| Text |
# # #

Code Sharing Is Associated with Research Impact in Image Processing
Citation: Patrick Vandewalle (2012/07) Code Sharing Is Associated with Research Impact in Image Processing. Computing in Science & Engineering (RSS)
DOI (original publisher): 10.1109/MCSE.2012.63
Semantic Scholar (metadata): 10.1109/MCSE.2012.63
Sci-Hub (fulltext): 10.1109/MCSE.2012.63
Internet Archive Scholar (search for fulltext): Code Sharing Is Associated with Research Impact in Image Processing
Tagged: Computer Science (RSS) academic software (RSS)
As the title reads, the author found that code sharing correlates with research impact in their field by sampling papers from mainstream journals in the mid-2000s.
- Most papers in signal processing do not release source code. This makes it hard to reproduce.
- It is widely agreed upon that this _shouldn't_ be the case (according to the author's), but it is.
- Academics have little explicit incentive to release their source code.

# # #

| Dataset excerpt |
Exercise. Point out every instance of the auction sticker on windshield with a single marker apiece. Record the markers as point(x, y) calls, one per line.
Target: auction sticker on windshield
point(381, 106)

# # #

| Work to do |
**A)** Answer these about the code-sharing article, which appears above the data:
(i) In which journal was the paper published?
(ii) From what period were the sampled journal papers drawn?
(iii) What do academics have little explicit incentive to do?
**B)** Could you carry on the article about code sharing and research impact in image processing, starting right after its final point?

| Answers below |
**A)**
(i) Computing in Science & Engineering
(ii) The mid-2000s
(iii) Release their source code

**B)**
- There are implicit incentives: notoriety through downloads, feedback from users, ease of collaboration, usage by other researchers, and citations.
- Thesis: correlation between releasing code and citations.
- Causality can be determined by a "controlled experiment" which is left as future work.
- Releasing source code is neither necessary nor sufficient for reproducibility. Open source can be unreproducible if it depends on the system; reproducible work which does not require code or describes it very carefully does not to release code.
- But they are correlated.
- See also:
- Peace research: N.P. Gleditsch and H. Strand, “Posting Your Data: Will You Be Scooped or Will You Be Famous?” Int’l Studies Perspectives, vol. 4, no. 1, 2003, pp. 89–97.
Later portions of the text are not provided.